INPUT
:::::
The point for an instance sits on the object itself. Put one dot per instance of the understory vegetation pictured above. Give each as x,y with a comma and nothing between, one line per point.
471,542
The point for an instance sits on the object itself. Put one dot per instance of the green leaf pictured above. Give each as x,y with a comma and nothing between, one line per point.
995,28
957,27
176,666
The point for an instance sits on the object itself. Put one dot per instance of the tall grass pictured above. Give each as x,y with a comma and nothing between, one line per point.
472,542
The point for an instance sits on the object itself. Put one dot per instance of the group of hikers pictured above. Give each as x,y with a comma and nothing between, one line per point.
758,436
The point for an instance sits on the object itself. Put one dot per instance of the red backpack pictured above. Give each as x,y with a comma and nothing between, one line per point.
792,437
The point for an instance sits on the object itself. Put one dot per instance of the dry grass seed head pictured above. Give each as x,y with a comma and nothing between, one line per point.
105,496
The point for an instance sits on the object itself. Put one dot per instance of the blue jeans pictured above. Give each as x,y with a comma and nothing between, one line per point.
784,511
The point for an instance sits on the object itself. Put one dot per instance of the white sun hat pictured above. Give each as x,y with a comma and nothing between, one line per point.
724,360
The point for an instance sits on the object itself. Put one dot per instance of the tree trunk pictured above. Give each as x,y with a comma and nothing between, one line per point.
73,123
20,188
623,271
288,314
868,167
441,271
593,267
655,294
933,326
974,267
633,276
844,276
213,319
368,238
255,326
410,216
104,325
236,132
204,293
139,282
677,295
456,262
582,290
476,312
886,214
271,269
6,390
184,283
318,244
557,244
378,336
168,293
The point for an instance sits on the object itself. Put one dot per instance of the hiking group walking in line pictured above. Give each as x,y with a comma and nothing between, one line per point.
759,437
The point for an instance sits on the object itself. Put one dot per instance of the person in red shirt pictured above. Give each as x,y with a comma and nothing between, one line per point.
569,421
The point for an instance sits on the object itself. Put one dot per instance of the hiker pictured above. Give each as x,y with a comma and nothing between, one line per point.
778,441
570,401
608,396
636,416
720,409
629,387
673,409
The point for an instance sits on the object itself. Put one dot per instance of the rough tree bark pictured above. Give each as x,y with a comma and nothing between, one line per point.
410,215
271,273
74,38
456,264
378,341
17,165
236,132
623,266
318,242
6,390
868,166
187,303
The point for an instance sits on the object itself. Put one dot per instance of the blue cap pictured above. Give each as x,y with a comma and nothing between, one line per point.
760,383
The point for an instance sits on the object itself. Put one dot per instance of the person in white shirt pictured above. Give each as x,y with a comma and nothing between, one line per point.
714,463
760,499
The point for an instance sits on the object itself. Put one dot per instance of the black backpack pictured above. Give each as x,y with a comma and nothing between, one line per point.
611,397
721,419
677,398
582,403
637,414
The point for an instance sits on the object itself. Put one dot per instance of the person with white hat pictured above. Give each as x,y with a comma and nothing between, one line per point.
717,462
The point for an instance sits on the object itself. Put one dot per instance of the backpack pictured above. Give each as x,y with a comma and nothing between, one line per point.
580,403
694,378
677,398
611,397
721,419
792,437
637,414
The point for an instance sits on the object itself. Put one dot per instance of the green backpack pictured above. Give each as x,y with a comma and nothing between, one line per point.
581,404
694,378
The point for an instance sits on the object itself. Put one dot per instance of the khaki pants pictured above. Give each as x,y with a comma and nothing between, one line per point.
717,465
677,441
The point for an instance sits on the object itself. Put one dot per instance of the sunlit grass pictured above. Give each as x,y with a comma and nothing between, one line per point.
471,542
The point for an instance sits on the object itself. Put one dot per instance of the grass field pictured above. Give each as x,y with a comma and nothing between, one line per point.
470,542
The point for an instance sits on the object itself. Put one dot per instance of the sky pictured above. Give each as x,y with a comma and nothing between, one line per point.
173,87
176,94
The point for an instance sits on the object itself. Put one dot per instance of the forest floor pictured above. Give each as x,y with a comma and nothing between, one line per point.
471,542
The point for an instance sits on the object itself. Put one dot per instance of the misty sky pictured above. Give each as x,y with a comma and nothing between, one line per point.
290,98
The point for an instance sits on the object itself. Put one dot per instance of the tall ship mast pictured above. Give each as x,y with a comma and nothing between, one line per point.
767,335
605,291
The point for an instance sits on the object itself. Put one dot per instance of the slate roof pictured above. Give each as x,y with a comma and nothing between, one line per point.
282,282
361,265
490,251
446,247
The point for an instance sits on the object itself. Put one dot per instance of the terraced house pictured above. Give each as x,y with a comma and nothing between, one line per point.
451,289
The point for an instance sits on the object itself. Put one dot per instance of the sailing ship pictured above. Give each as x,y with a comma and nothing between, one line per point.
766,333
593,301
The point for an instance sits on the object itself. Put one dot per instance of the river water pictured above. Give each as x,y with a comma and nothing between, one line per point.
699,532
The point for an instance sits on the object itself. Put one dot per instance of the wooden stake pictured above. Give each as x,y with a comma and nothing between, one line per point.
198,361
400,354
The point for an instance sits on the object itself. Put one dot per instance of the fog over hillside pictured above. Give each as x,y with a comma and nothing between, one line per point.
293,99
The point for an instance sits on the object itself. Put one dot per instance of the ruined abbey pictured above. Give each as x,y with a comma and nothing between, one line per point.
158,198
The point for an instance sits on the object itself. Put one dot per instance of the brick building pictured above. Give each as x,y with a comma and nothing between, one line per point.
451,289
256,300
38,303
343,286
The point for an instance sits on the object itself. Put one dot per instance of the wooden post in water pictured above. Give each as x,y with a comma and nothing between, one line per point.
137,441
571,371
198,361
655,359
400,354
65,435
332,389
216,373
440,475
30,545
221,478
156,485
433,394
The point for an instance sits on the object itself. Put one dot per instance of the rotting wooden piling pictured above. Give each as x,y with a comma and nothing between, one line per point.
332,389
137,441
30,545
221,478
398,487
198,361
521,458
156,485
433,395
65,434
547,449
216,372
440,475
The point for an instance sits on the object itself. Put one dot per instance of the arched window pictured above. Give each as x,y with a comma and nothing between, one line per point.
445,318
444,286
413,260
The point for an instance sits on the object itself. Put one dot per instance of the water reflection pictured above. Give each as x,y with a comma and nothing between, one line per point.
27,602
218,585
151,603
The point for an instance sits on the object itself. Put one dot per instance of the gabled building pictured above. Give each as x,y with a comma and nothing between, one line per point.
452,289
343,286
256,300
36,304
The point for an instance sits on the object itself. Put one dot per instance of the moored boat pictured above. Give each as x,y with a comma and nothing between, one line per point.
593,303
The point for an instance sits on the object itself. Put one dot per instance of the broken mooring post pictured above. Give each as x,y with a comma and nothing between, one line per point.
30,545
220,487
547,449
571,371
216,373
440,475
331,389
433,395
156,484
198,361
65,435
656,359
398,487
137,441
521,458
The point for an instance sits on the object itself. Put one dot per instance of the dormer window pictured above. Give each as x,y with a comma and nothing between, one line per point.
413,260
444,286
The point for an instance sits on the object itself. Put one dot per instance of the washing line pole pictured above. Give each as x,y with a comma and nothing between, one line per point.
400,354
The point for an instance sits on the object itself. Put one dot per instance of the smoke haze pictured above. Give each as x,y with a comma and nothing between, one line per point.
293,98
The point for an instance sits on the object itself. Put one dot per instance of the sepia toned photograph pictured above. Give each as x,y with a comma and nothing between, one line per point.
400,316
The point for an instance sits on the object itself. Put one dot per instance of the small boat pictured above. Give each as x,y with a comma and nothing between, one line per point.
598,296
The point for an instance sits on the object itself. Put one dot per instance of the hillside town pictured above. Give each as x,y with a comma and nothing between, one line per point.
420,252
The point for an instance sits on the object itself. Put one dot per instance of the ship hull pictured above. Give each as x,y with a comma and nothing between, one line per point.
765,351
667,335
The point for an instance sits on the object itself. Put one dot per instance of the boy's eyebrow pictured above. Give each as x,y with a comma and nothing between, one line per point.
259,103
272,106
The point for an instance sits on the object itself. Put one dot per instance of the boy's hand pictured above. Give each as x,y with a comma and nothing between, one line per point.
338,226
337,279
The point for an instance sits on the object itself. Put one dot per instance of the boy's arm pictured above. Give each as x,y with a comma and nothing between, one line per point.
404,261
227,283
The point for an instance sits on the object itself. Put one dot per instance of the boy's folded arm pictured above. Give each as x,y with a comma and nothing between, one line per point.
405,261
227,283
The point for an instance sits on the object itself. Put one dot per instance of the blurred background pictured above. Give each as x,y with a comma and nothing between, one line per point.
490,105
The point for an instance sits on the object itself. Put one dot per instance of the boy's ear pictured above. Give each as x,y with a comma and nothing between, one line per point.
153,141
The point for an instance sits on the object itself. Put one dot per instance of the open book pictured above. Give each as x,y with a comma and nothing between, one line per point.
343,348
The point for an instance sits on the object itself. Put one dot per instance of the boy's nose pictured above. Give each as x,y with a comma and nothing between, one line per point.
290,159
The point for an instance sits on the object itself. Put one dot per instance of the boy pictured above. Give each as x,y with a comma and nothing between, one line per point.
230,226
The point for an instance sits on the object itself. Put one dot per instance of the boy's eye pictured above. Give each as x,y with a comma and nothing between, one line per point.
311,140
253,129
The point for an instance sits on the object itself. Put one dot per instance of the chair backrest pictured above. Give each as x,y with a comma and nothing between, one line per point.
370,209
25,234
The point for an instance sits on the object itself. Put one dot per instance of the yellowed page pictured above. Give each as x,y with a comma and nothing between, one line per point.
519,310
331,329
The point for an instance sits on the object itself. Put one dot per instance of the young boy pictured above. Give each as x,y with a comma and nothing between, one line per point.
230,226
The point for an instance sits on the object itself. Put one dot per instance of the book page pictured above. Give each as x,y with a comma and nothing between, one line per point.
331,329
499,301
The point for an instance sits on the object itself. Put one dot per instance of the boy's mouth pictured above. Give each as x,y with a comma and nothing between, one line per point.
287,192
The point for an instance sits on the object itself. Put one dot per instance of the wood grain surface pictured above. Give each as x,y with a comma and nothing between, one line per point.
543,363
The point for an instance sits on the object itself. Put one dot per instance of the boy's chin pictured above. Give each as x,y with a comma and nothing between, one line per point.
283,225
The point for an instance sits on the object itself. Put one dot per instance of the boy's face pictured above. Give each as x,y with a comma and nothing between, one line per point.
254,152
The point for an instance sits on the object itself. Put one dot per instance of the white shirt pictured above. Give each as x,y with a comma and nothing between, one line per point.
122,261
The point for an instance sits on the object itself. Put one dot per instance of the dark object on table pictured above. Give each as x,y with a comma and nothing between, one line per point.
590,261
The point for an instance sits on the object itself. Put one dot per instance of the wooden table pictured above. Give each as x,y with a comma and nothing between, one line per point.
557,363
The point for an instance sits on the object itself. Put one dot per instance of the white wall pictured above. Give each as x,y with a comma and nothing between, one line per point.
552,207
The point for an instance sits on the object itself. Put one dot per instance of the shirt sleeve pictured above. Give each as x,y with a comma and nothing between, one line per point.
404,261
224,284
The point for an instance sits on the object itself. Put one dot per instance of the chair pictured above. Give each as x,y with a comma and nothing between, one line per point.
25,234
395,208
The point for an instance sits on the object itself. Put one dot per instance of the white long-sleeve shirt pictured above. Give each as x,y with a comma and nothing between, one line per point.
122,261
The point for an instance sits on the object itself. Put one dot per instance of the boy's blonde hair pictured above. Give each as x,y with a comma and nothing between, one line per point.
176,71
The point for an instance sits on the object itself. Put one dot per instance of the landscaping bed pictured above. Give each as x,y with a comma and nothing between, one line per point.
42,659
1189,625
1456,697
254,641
:::::
REQUEST
Every line from the one containing "the white long-sleeve" through the last line of the entries must be written out verbatim, and no other line.

CORRECT ANSWER
The point for an instance sits on the object itself. Put one dot per instance of the white long-sleeve shirt pictured above. Give each as x,y with a comma and nothing between, one line per point.
122,261
The point for an instance sits on the object itself. Put one dot per instance of the boy's blonde hair pictured above. Give each as x,y with a comma and nothing between, one line per point.
176,71
The point for an instance sits on the object itself. Put one dot per instance of the landscaping bed pictured above. Give each as x,y with a comma and nothing between, one line per point.
42,659
1189,625
1456,697
254,641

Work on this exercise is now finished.